DIRECTIONS FOR THIS TASK - Leave out the pictures and copy every record exactly.

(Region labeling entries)
** BEGIN **

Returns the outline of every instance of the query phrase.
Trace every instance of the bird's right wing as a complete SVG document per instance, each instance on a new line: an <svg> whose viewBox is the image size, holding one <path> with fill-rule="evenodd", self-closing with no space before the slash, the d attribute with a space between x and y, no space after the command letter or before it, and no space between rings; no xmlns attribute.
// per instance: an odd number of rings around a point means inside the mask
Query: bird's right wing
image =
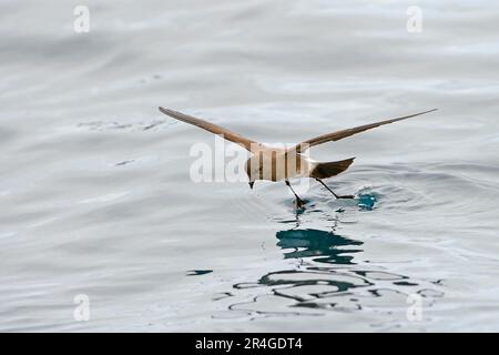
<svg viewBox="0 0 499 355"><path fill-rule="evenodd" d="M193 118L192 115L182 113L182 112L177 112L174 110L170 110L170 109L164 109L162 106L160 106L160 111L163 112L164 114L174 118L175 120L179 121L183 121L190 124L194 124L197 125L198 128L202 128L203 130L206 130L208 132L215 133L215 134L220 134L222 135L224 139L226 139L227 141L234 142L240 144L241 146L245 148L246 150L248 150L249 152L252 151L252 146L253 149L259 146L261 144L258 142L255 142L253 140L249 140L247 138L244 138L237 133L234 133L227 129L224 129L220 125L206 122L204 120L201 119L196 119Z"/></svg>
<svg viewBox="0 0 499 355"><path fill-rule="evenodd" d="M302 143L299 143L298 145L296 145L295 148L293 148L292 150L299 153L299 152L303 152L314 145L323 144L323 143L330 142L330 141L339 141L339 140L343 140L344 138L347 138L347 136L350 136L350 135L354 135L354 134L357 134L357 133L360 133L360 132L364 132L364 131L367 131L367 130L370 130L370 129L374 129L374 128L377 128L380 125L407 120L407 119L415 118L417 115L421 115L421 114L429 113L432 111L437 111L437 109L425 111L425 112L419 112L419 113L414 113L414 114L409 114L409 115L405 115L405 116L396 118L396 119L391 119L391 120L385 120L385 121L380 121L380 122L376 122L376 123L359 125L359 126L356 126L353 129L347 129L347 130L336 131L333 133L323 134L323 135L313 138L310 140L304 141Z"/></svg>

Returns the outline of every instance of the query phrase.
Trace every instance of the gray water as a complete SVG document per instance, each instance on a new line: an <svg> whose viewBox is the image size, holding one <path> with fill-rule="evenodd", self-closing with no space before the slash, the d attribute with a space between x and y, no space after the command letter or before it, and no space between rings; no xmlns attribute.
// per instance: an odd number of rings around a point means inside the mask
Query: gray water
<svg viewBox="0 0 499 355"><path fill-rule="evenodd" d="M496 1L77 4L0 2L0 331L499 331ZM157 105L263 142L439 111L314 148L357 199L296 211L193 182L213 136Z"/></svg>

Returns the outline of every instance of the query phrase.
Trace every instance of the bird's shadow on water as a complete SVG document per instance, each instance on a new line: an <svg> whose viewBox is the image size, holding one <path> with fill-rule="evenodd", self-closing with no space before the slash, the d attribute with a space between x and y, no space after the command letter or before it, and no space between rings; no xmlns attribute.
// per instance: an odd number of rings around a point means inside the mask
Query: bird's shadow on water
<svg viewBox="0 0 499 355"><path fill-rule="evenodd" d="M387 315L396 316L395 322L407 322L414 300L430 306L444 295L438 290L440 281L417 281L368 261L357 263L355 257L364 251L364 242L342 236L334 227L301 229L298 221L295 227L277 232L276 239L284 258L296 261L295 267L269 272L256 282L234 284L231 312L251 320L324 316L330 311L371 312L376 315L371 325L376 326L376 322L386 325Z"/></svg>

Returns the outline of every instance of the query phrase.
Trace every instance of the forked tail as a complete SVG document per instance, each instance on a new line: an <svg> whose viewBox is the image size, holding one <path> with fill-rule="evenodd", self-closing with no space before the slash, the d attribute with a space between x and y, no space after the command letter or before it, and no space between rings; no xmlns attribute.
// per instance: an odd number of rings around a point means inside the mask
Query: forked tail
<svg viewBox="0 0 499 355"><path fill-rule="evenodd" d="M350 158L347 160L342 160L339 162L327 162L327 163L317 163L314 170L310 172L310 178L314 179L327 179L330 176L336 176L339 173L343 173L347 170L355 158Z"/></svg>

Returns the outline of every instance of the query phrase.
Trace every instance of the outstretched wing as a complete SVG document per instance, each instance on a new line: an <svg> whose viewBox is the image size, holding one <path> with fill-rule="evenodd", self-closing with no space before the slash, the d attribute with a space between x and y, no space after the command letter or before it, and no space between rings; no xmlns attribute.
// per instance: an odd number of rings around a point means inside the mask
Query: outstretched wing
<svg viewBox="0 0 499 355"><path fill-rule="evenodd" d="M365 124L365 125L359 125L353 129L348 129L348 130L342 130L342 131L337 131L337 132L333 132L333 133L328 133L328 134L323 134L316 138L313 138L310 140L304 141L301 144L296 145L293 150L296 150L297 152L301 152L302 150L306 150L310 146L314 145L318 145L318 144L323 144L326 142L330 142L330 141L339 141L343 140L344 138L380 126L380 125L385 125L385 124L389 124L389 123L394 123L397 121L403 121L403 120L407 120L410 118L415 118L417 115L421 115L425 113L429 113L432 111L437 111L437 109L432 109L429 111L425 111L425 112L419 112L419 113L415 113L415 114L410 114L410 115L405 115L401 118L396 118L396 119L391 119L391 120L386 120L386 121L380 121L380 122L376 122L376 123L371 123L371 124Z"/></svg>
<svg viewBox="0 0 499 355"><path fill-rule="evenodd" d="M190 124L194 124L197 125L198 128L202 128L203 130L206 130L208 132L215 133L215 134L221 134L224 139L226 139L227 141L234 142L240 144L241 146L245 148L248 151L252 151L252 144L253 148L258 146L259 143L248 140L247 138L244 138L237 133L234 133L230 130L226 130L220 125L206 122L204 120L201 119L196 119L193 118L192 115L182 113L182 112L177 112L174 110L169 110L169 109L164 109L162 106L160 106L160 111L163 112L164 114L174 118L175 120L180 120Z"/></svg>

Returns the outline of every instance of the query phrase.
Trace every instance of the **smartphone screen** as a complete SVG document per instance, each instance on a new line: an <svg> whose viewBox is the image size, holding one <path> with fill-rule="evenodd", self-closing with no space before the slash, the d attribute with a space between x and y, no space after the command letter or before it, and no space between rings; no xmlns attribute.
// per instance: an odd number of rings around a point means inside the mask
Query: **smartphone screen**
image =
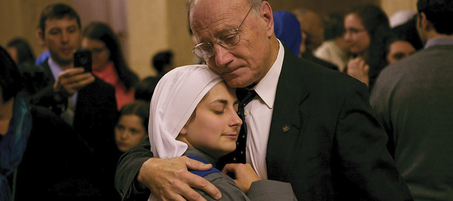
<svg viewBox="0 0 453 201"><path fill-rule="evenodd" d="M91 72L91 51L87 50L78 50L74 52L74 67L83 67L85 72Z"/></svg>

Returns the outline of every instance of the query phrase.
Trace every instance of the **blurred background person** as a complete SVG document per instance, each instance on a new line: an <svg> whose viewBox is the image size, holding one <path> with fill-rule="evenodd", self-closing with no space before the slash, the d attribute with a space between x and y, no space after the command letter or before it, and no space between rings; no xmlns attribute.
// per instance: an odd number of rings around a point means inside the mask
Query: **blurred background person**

** END **

WRITTEN RESPONSE -
Returns the outline of every instance of the query phrase.
Trace every instance of the bird's right wing as a complete SVG document per instance, each instance on a new line: an <svg> whose viewBox is the image size, holding one <path> with fill-rule="evenodd", self-closing with no space before the slash, the d attribute with a space between x and y, no space after the command letter or before it, and no space between rings; no xmlns attribute.
// per instance: an odd number of rings around a point means inside the mask
Query: bird's right wing
image =
<svg viewBox="0 0 499 355"><path fill-rule="evenodd" d="M193 118L192 115L182 113L182 112L177 112L174 110L170 110L170 109L164 109L162 106L160 106L160 111L163 112L164 114L174 118L175 120L179 121L183 121L190 124L194 124L197 125L198 128L202 128L203 130L206 130L208 132L215 133L215 134L220 134L222 135L224 139L226 139L227 141L234 142L240 144L241 146L245 148L246 150L248 150L249 152L252 151L252 146L253 149L259 146L261 144L258 142L255 142L253 140L249 140L247 138L244 138L237 133L234 133L227 129L224 129L220 125L206 122L204 120L201 119L196 119Z"/></svg>
<svg viewBox="0 0 499 355"><path fill-rule="evenodd" d="M302 143L299 143L298 145L296 145L295 148L293 148L292 150L299 153L299 152L303 152L314 145L323 144L323 143L330 142L330 141L339 141L339 140L343 140L344 138L347 138L347 136L350 136L350 135L354 135L354 134L357 134L357 133L360 133L360 132L364 132L364 131L367 131L367 130L370 130L370 129L374 129L374 128L377 128L380 125L407 120L407 119L415 118L417 115L421 115L421 114L429 113L432 111L437 111L437 109L425 111L425 112L419 112L419 113L414 113L414 114L409 114L409 115L405 115L405 116L396 118L396 119L391 119L391 120L385 120L385 121L380 121L380 122L376 122L376 123L359 125L359 126L356 126L353 129L347 129L347 130L336 131L333 133L323 134L323 135L313 138L310 140L304 141Z"/></svg>

Returns the outline of every instance of the query phrase.
Trace every instance of the gray water as a complete SVG document per instance, each instance on a new line: an <svg> whose viewBox is the image size, holding one <path> with fill-rule="evenodd", self-closing with no space before the slash, the d attribute with a space between x and y, no space after the command letter or before it, and no space between rings; no xmlns attribute.
// per instance: an odd number of rings around a point means inside the mask
Query: gray water
<svg viewBox="0 0 499 355"><path fill-rule="evenodd" d="M496 1L77 4L0 2L0 331L499 331ZM157 105L263 142L439 111L314 148L357 199L296 211L193 182L213 136Z"/></svg>

Returns the outline of every instance of the query phrase.
Trace every instance of the bird's shadow on water as a complete SVG document per instance, each instance on a new line: an <svg> whose viewBox is the image size, holding one <path> with fill-rule="evenodd", self-closing with no space before the slash, the d attribute with a space between x and y, no space after the command letter or before it, and no space between rings; no xmlns attribute.
// per instance: an odd number of rings around a point means inside the mask
Query: bird's shadow on water
<svg viewBox="0 0 499 355"><path fill-rule="evenodd" d="M387 315L396 316L395 322L407 322L414 300L430 306L444 295L438 290L440 281L417 281L368 261L357 263L355 257L364 251L364 242L342 236L334 227L301 229L298 221L295 227L277 232L276 239L284 258L296 261L295 267L269 272L256 282L234 284L231 312L251 320L324 316L330 311L371 312L376 315L371 325L376 326L376 322L386 325Z"/></svg>

Returns the outline of every instance of the query phrase.
Trace every instance of the forked tail as a complete SVG document per instance, each instance on a new line: an <svg> whose viewBox is the image size, holding one <path> with fill-rule="evenodd", self-closing with no space before the slash, the d attribute with a space between x and y, no space after the command letter or before it, and no space between rings; no xmlns attribute.
// per instance: an odd number of rings around a point means inside the mask
Query: forked tail
<svg viewBox="0 0 499 355"><path fill-rule="evenodd" d="M350 158L347 160L342 160L339 162L327 162L327 163L317 163L314 170L310 172L310 178L314 179L327 179L330 176L336 176L339 173L343 173L347 170L355 158Z"/></svg>

Returns the outline of every instance of the query phrase.
Trace every instance of the outstretched wing as a complete SVG document per instance, each instance on a new line: an <svg> whose viewBox is the image size, holding one <path> with fill-rule="evenodd", self-closing with no space before the slash, the d attribute with a space between x and y, no space after the command letter or before it, and no space between rings; no xmlns attribute.
// per instance: an odd number of rings around a point means inside the mask
Query: outstretched wing
<svg viewBox="0 0 499 355"><path fill-rule="evenodd" d="M365 124L365 125L359 125L353 129L348 129L348 130L342 130L342 131L337 131L337 132L333 132L333 133L328 133L328 134L323 134L316 138L313 138L310 140L304 141L301 144L296 145L293 150L296 150L297 152L301 152L302 150L306 150L310 146L314 145L318 145L318 144L323 144L326 142L330 142L330 141L339 141L343 140L344 138L380 126L380 125L385 125L385 124L389 124L389 123L394 123L397 121L403 121L403 120L407 120L410 118L415 118L417 115L421 115L425 113L429 113L432 111L437 111L437 109L432 109L429 111L425 111L425 112L419 112L419 113L415 113L415 114L410 114L410 115L405 115L401 118L396 118L396 119L391 119L391 120L386 120L386 121L380 121L380 122L376 122L376 123L371 123L371 124Z"/></svg>
<svg viewBox="0 0 499 355"><path fill-rule="evenodd" d="M190 124L194 124L197 125L198 128L202 128L203 130L206 130L208 132L215 133L215 134L221 134L224 139L226 139L227 141L234 142L240 144L241 146L245 148L248 151L252 151L252 144L253 148L258 146L259 143L248 140L247 138L244 138L237 133L234 133L230 130L226 130L220 125L206 122L204 120L201 119L196 119L193 118L192 115L182 113L182 112L177 112L174 110L169 110L169 109L164 109L162 106L160 106L160 111L163 112L164 114L174 118L175 120L180 120Z"/></svg>

Returns the outline of every instance of the query phrase.
Trace every instance of the **smartphone screen** as a complete SVG document per instance, each instance on a new line: an <svg> whose viewBox is the image size, holding one <path> with fill-rule="evenodd", self-closing with no space before the slash, the d attribute with a space between x and y, no space after the command letter or before it, and no space between rings; no xmlns attribute.
// per instance: an odd number of rings around a point means inside the mask
Query: **smartphone screen**
image =
<svg viewBox="0 0 453 201"><path fill-rule="evenodd" d="M91 72L91 51L87 50L78 50L74 52L74 67L83 67L85 72Z"/></svg>

Returns the outline of every instance of the query phrase.
Trace every instance of the **blurred background person** as a complete SVG document per instance, each instance on a new line: an <svg> whose viewBox is the image size, holding one <path> with fill-rule="evenodd", self-closing with no space before the slash, the d attribute with a space between x and y, no space after the command letter or before it, and no space between rings; no xmlns attribute.
// per instance: an odd number of rings around a point means inside the mask
Query: **blurred background person**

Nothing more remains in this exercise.